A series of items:
+ + + + + + +

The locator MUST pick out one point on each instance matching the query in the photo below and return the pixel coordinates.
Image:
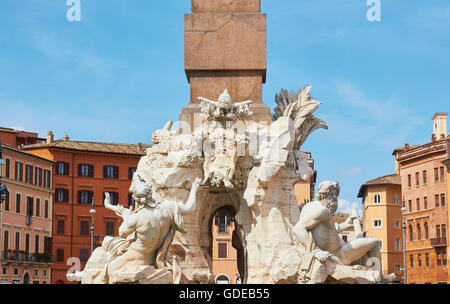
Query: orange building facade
(26, 217)
(382, 219)
(84, 171)
(425, 189)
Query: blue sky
(118, 75)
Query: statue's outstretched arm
(189, 207)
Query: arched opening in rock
(227, 250)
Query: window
(110, 228)
(46, 209)
(110, 172)
(84, 255)
(396, 200)
(84, 228)
(222, 250)
(27, 242)
(30, 205)
(85, 197)
(38, 207)
(19, 171)
(62, 195)
(36, 244)
(47, 178)
(60, 255)
(29, 174)
(85, 170)
(7, 167)
(6, 201)
(131, 172)
(62, 168)
(376, 198)
(38, 177)
(17, 241)
(114, 197)
(222, 222)
(17, 203)
(60, 227)
(131, 201)
(398, 245)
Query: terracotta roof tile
(130, 149)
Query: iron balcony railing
(23, 257)
(438, 242)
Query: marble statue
(139, 253)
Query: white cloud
(346, 206)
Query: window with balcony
(29, 174)
(110, 172)
(85, 170)
(19, 171)
(131, 172)
(110, 228)
(84, 228)
(84, 255)
(85, 197)
(38, 177)
(62, 168)
(60, 255)
(377, 199)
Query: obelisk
(225, 48)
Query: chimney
(439, 125)
(50, 137)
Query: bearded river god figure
(139, 253)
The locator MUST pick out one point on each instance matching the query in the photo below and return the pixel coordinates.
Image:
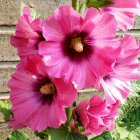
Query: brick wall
(9, 13)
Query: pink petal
(64, 15)
(67, 94)
(14, 124)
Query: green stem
(75, 4)
(69, 116)
(82, 7)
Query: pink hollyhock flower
(124, 12)
(39, 101)
(80, 48)
(28, 34)
(117, 84)
(14, 124)
(94, 116)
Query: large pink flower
(28, 34)
(39, 101)
(117, 84)
(124, 12)
(95, 116)
(80, 48)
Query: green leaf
(103, 136)
(64, 134)
(34, 14)
(16, 135)
(5, 109)
(128, 122)
(99, 3)
(42, 135)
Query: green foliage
(64, 134)
(42, 136)
(104, 136)
(5, 109)
(99, 3)
(16, 135)
(34, 14)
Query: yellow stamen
(48, 89)
(76, 44)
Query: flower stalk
(82, 7)
(75, 4)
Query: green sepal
(16, 135)
(99, 3)
(64, 134)
(5, 109)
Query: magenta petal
(67, 94)
(95, 116)
(14, 124)
(105, 27)
(64, 15)
(116, 89)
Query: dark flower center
(45, 90)
(76, 44)
(48, 89)
(107, 77)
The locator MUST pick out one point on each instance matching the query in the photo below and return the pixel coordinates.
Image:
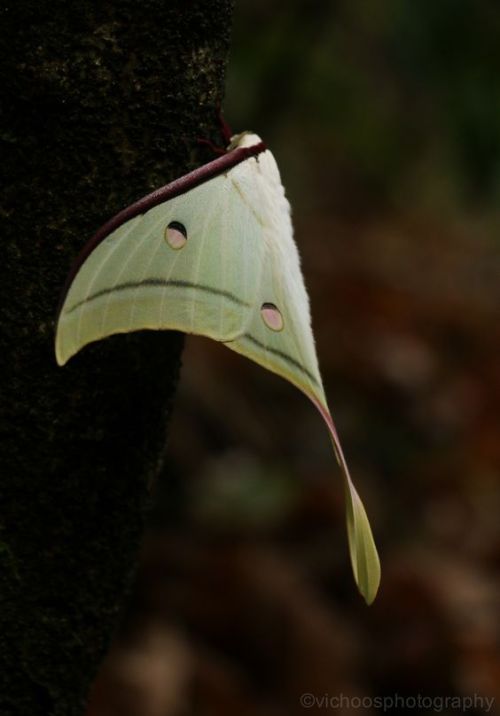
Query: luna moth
(213, 254)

+ + + + + + +

__What is required__: Reproduce every line of the stretch from the line containing "Query: green stem" through the end of the items, adding -117 to each pixel coordinate in the answers. Leave the pictures out.

__Reply to the task__:
Query: green stem
(-42, -113)
(-48, -1)
(-35, -110)
Query: pink hollyhock flower
(7, -105)
(-78, -16)
(-37, -69)
(-89, -83)
(0, -33)
(-103, 7)
(-23, -1)
Query: large pink flower
(-89, -83)
(-78, -16)
(0, -33)
(7, -105)
(-22, -1)
(-37, -69)
Query: green leaf
(-14, 19)
(-53, 17)
(-83, -103)
(-101, 18)
(-112, -8)
(11, 5)
(-18, -114)
(-75, 18)
Query: green foliage
(-53, 17)
(-75, 19)
(-13, 19)
(-112, -8)
(-18, -114)
(-101, 18)
(-83, -103)
Query: yellow stamen
(-69, -28)
(-41, -73)
Query: flower stalk
(-35, -110)
(-42, -113)
Query: green sepal
(-101, 18)
(-18, -114)
(-53, 17)
(-112, -8)
Query: magenta petal
(-50, -23)
(-22, -1)
(-103, 7)
(-12, -90)
(-53, -102)
(-1, -28)
Query: dark flower center
(-72, -27)
(-41, -73)
(-69, -28)
(-10, -40)
The locator MUST pick out one point on each instance matching the query in the photo below and return the pixel coordinates.
Image:
Query: luna moth
(96, 137)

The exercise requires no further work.